Annotated coordinate listing
>>>
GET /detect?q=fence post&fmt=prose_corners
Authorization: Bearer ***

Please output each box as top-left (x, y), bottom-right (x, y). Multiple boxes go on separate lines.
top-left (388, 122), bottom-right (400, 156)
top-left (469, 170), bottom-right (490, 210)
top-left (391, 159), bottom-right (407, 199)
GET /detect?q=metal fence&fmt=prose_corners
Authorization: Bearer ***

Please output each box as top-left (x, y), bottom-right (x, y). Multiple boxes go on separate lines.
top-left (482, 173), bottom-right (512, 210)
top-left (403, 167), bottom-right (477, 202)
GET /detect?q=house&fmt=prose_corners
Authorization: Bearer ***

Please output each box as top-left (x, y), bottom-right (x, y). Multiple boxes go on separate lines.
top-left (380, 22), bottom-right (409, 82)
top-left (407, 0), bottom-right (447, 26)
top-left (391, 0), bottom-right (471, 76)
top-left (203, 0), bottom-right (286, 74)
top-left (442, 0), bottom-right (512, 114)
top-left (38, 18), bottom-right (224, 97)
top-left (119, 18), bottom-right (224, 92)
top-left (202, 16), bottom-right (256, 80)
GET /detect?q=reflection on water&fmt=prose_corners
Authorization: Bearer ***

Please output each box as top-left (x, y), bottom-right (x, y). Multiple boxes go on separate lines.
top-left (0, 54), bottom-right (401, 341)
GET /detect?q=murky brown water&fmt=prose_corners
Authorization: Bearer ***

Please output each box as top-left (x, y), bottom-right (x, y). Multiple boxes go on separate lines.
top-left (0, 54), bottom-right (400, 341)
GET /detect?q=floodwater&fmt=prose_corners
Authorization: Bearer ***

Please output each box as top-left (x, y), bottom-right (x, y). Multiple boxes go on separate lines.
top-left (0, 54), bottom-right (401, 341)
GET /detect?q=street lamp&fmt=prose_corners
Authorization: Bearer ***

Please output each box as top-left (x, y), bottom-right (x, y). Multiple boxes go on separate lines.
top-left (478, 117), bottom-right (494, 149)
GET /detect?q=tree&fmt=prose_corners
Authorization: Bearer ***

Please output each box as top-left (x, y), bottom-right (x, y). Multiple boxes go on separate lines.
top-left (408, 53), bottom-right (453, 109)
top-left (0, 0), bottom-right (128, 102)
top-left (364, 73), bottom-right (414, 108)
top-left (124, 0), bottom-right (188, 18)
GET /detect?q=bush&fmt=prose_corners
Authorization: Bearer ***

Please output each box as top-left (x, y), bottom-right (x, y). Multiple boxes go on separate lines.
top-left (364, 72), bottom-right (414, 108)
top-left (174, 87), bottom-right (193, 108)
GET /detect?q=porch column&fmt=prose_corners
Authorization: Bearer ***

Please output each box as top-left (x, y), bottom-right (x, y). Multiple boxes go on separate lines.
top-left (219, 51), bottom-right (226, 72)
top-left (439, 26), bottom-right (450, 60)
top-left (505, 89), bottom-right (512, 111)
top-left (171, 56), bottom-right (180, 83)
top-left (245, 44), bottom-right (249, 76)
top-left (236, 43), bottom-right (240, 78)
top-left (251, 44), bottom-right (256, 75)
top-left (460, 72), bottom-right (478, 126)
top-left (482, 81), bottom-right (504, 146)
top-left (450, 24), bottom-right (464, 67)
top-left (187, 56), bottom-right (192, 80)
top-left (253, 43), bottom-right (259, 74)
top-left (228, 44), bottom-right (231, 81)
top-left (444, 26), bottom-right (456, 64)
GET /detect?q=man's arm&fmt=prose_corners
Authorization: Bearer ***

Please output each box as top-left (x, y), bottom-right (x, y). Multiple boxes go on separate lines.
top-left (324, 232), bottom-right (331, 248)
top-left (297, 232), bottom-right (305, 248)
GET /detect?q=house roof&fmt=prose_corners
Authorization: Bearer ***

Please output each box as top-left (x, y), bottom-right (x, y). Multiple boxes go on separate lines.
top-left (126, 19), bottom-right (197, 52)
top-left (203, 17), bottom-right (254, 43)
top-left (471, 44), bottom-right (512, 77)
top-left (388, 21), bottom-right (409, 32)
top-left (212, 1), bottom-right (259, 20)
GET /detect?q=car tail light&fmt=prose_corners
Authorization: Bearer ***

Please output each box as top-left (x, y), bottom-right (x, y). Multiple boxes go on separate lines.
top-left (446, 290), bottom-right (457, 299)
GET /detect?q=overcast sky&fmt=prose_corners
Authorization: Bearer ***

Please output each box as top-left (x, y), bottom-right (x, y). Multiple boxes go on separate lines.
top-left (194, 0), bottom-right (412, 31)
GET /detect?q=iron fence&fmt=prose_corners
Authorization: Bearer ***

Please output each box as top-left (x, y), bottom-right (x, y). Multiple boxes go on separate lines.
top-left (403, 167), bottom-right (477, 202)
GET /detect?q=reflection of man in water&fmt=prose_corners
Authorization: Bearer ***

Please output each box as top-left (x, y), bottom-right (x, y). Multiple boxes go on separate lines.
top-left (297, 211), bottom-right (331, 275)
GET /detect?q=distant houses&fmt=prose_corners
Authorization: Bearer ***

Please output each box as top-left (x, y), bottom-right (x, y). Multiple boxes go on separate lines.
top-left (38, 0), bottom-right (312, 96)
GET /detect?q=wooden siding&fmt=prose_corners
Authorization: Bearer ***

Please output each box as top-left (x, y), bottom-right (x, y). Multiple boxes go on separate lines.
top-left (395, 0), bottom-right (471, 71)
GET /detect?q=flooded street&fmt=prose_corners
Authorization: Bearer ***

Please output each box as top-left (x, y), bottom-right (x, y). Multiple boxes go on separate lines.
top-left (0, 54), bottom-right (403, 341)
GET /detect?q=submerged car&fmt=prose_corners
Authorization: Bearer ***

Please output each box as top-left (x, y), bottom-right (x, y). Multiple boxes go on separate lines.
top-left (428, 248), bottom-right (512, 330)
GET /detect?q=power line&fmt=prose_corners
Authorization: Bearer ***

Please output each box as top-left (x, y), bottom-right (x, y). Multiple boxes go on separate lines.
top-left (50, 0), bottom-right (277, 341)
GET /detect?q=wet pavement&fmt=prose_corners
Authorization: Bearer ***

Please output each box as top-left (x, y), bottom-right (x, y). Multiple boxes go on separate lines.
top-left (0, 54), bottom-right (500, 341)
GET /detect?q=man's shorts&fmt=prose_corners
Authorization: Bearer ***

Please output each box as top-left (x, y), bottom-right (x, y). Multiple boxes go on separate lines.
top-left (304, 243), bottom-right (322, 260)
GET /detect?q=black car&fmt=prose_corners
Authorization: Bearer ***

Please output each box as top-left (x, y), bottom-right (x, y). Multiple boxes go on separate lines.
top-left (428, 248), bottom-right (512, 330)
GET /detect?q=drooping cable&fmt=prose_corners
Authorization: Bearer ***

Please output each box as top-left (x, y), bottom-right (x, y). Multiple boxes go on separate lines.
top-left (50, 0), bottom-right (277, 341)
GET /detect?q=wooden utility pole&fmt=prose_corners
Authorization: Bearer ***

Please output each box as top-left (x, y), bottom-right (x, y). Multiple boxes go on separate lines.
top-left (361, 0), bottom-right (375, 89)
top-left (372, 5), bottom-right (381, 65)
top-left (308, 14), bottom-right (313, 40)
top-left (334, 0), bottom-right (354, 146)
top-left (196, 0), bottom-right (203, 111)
<<<
Directive:
Render every line of the listing above as a Markdown table with two columns, Row and Text, where Row numbers each line in order and Text holds the line itself. Leave out blank lines.

Task result:
| Row | Text |
|---|---|
| 1 | GET /detect?q=fence post&fmt=prose_corners |
| 2 | Authorization: Bearer *** |
| 3 | Please output each box as top-left (x, y), bottom-right (x, y). Multiple boxes go on separate lines. |
| 4 | top-left (388, 122), bottom-right (400, 156) |
| 5 | top-left (469, 170), bottom-right (490, 210) |
| 6 | top-left (391, 159), bottom-right (407, 199) |
| 7 | GET /detect?q=metal fence&fmt=prose_corners |
| 8 | Authorization: Bearer *** |
| 9 | Please output each box as top-left (x, y), bottom-right (x, y). Multiple boxes go on separate lines. |
| 10 | top-left (482, 173), bottom-right (512, 210) |
| 11 | top-left (403, 167), bottom-right (477, 202) |
| 12 | GET /detect?q=house&fmt=prose_corners |
| 13 | Authorization: Bearer *** |
| 14 | Please output each box as top-left (x, y), bottom-right (x, y). Multiple boxes go on separate lines. |
| 15 | top-left (380, 22), bottom-right (409, 82) |
| 16 | top-left (407, 0), bottom-right (447, 26) |
| 17 | top-left (391, 0), bottom-right (471, 76) |
| 18 | top-left (203, 0), bottom-right (286, 74) |
| 19 | top-left (442, 0), bottom-right (512, 114) |
| 20 | top-left (38, 18), bottom-right (224, 97) |
| 21 | top-left (119, 18), bottom-right (224, 92) |
| 22 | top-left (202, 16), bottom-right (256, 80) |
| 23 | GET /detect?q=reflection on water&fmt=prose_corners |
| 24 | Authorization: Bearer *** |
| 25 | Please output each box as top-left (x, y), bottom-right (x, y). Multiple boxes go on separate lines. |
| 26 | top-left (0, 54), bottom-right (401, 341) |
| 27 | GET /detect?q=murky brown water&fmt=prose_corners |
| 28 | Authorization: Bearer *** |
| 29 | Please output each box as top-left (x, y), bottom-right (x, y). Multiple boxes go on separate lines. |
| 30 | top-left (0, 54), bottom-right (400, 341) |
| 31 | GET /detect?q=floodwater&fmt=prose_corners |
| 32 | Authorization: Bearer *** |
| 33 | Please output each box as top-left (x, y), bottom-right (x, y). Multiple boxes go on separate lines. |
| 34 | top-left (0, 54), bottom-right (401, 341) |
| 35 | GET /detect?q=street lamp&fmt=prose_corners |
| 36 | Authorization: Bearer *** |
| 37 | Please output each box as top-left (x, y), bottom-right (x, y). Multiple boxes go on separate lines. |
| 38 | top-left (478, 117), bottom-right (494, 149) |
| 39 | GET /detect?q=tree&fmt=prose_corners |
| 40 | Authorization: Bearer *** |
| 41 | Please output each box as top-left (x, y), bottom-right (x, y). Multiple boxes go on separate lines. |
| 42 | top-left (408, 53), bottom-right (453, 109) |
| 43 | top-left (0, 0), bottom-right (128, 102) |
| 44 | top-left (364, 73), bottom-right (414, 108) |
| 45 | top-left (124, 0), bottom-right (188, 18) |
| 46 | GET /detect?q=bush&fmt=prose_corners |
| 47 | Authorization: Bearer *** |
| 48 | Please output each box as top-left (x, y), bottom-right (x, y). Multiple boxes go on separate lines. |
| 49 | top-left (364, 72), bottom-right (414, 108) |
| 50 | top-left (174, 87), bottom-right (193, 108) |
| 51 | GET /detect?q=porch column&fmt=prose_corners |
| 52 | Authorization: Bearer *** |
| 53 | Please output each box as top-left (x, y), bottom-right (x, y). Multiple boxes go on separate lines. |
| 54 | top-left (219, 51), bottom-right (226, 72) |
| 55 | top-left (439, 26), bottom-right (450, 60) |
| 56 | top-left (505, 89), bottom-right (512, 111) |
| 57 | top-left (171, 56), bottom-right (180, 83) |
| 58 | top-left (245, 44), bottom-right (249, 76) |
| 59 | top-left (236, 43), bottom-right (240, 78) |
| 60 | top-left (251, 44), bottom-right (256, 75) |
| 61 | top-left (460, 72), bottom-right (478, 126) |
| 62 | top-left (482, 81), bottom-right (504, 146) |
| 63 | top-left (450, 24), bottom-right (464, 67) |
| 64 | top-left (187, 56), bottom-right (192, 80) |
| 65 | top-left (253, 43), bottom-right (259, 74) |
| 66 | top-left (228, 44), bottom-right (231, 81) |
| 67 | top-left (444, 26), bottom-right (456, 64) |
| 68 | GET /detect?q=man's arm&fmt=prose_corners |
| 69 | Authorization: Bearer *** |
| 70 | Please output each box as top-left (x, y), bottom-right (x, y). Multiple boxes go on separate lines. |
| 71 | top-left (324, 232), bottom-right (331, 248) |
| 72 | top-left (297, 232), bottom-right (305, 248) |
| 73 | GET /detect?q=house roof&fmt=prose_corners |
| 74 | Authorization: Bearer *** |
| 75 | Please output each box as top-left (x, y), bottom-right (x, y). Multiple boxes go on separate lines. |
| 76 | top-left (126, 19), bottom-right (197, 52) |
| 77 | top-left (203, 17), bottom-right (254, 43) |
| 78 | top-left (471, 44), bottom-right (512, 77) |
| 79 | top-left (388, 21), bottom-right (409, 32) |
| 80 | top-left (212, 1), bottom-right (259, 20) |
| 81 | GET /detect?q=car tail light&fmt=prose_corners |
| 82 | Authorization: Bearer *** |
| 83 | Please output each box as top-left (x, y), bottom-right (x, y). Multiple boxes go on separate lines. |
| 84 | top-left (446, 290), bottom-right (457, 299) |
| 85 | GET /detect?q=overcast sky&fmt=prose_corners |
| 86 | Authorization: Bearer *** |
| 87 | Please output each box as top-left (x, y), bottom-right (x, y). Multiple boxes go on separate lines. |
| 88 | top-left (194, 0), bottom-right (412, 31) |
| 89 | GET /detect?q=iron fence&fmt=prose_corners |
| 90 | Authorization: Bearer *** |
| 91 | Please output each box as top-left (x, y), bottom-right (x, y). Multiple boxes go on separate lines. |
| 92 | top-left (403, 167), bottom-right (477, 202) |
| 93 | GET /detect?q=reflection of man in water&fmt=prose_corners |
| 94 | Authorization: Bearer *** |
| 95 | Please output each box as top-left (x, y), bottom-right (x, y). Multiple boxes go on separate lines. |
| 96 | top-left (297, 211), bottom-right (331, 275) |
| 97 | GET /detect?q=distant houses&fmt=prose_corners |
| 98 | Authorization: Bearer *** |
| 99 | Please output each box as top-left (x, y), bottom-right (x, y). Multiple boxes go on separate lines. |
| 100 | top-left (38, 0), bottom-right (312, 96) |
| 101 | GET /detect?q=wooden siding&fmt=prose_corners |
| 102 | Authorization: Bearer *** |
| 103 | Please output each box as top-left (x, y), bottom-right (x, y). Multiple boxes go on separate lines. |
| 104 | top-left (395, 0), bottom-right (471, 71) |
| 105 | GET /detect?q=flooded street&fmt=prose_corners |
| 106 | Authorization: Bearer *** |
| 107 | Please output each box as top-left (x, y), bottom-right (x, y). Multiple boxes go on separate lines. |
| 108 | top-left (0, 54), bottom-right (403, 341) |
| 109 | GET /detect?q=submerged car&fmt=prose_corners |
| 110 | Authorization: Bearer *** |
| 111 | Please output each box as top-left (x, y), bottom-right (x, y). Multiple boxes go on separate lines. |
| 112 | top-left (428, 248), bottom-right (512, 330) |
| 113 | GET /detect?q=power line&fmt=prose_corners |
| 114 | Authorization: Bearer *** |
| 115 | Please output each box as top-left (x, y), bottom-right (x, y). Multiple boxes go on separate lines. |
| 116 | top-left (50, 0), bottom-right (277, 341) |
| 117 | GET /detect?q=wet pavement&fmt=prose_corners |
| 118 | Authorization: Bearer *** |
| 119 | Please output each box as top-left (x, y), bottom-right (x, y). Multiple boxes go on separate lines. |
| 120 | top-left (0, 54), bottom-right (500, 341) |
| 121 | GET /detect?q=man's shorts&fmt=prose_corners |
| 122 | Authorization: Bearer *** |
| 123 | Please output each box as top-left (x, y), bottom-right (x, y). Multiple boxes go on separate lines. |
| 124 | top-left (304, 243), bottom-right (322, 260) |
| 125 | GET /detect?q=black car&fmt=prose_corners |
| 126 | Authorization: Bearer *** |
| 127 | Please output each box as top-left (x, y), bottom-right (x, y). Multiple boxes go on separate lines. |
| 128 | top-left (428, 248), bottom-right (512, 330) |
| 129 | GET /detect?q=drooping cable&fmt=prose_corners |
| 130 | Authorization: Bearer *** |
| 131 | Please output each box as top-left (x, y), bottom-right (x, y). Multiple boxes go on separate lines. |
| 132 | top-left (50, 0), bottom-right (277, 341) |
| 133 | GET /detect?q=wooden utility pole&fmt=prose_corners |
| 134 | Authorization: Bearer *** |
| 135 | Please output each box as top-left (x, y), bottom-right (x, y). Multiple boxes go on separate lines. |
| 136 | top-left (361, 0), bottom-right (375, 89) |
| 137 | top-left (372, 5), bottom-right (381, 65) |
| 138 | top-left (308, 14), bottom-right (313, 40) |
| 139 | top-left (334, 0), bottom-right (354, 146) |
| 140 | top-left (196, 0), bottom-right (203, 111) |